◆ Enunciado: Informe, copiando-as na íntegra, todas as linhas dos itens abaixo em que aparece a palavra "path". Leve em conta a diferença entre maiúsculas e minúsculas.

◆ Dados apresentados:
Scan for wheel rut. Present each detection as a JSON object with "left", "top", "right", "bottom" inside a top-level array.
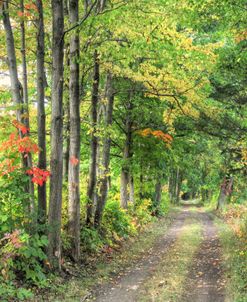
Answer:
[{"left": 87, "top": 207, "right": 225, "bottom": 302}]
---
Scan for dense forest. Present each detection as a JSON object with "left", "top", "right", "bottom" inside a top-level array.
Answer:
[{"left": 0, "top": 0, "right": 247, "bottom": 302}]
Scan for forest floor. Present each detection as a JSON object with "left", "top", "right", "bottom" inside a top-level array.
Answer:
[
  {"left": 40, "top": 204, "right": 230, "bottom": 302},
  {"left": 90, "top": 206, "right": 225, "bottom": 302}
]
...
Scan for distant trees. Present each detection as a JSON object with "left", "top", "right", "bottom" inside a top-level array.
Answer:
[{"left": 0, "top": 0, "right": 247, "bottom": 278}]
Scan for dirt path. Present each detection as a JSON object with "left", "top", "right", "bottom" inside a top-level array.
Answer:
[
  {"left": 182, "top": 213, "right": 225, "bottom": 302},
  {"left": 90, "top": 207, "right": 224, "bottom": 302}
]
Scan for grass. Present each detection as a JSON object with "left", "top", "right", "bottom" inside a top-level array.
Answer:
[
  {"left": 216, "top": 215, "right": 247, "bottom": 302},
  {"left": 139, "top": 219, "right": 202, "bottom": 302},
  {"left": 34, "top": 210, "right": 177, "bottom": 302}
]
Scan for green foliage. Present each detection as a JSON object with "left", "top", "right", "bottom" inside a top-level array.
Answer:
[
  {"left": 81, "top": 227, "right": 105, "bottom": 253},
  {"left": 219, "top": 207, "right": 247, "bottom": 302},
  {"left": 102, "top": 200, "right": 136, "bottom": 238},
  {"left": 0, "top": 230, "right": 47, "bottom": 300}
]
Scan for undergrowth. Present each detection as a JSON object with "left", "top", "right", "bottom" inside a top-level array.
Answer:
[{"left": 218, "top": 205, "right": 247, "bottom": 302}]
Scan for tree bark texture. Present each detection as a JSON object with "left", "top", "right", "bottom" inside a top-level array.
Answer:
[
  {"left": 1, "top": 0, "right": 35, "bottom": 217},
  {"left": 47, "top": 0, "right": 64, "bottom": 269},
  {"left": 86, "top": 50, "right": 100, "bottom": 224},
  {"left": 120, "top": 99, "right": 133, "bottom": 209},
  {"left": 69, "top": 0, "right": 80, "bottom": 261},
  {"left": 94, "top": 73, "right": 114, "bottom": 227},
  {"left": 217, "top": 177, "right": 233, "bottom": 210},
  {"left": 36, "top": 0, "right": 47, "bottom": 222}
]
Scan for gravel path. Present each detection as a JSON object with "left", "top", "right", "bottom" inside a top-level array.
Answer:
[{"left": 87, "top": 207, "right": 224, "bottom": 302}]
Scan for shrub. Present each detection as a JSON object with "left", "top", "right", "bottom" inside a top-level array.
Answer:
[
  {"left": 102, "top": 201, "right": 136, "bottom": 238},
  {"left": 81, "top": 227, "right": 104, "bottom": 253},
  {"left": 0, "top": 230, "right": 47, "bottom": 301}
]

◆ Resposta esperada:
Scan for dirt path. Present each detection as a JSON object with "left", "top", "right", "bottom" inside a top-level array.
Scan for gravel path. Present each detection as a JSON object with "left", "top", "right", "bottom" inside a top-level array.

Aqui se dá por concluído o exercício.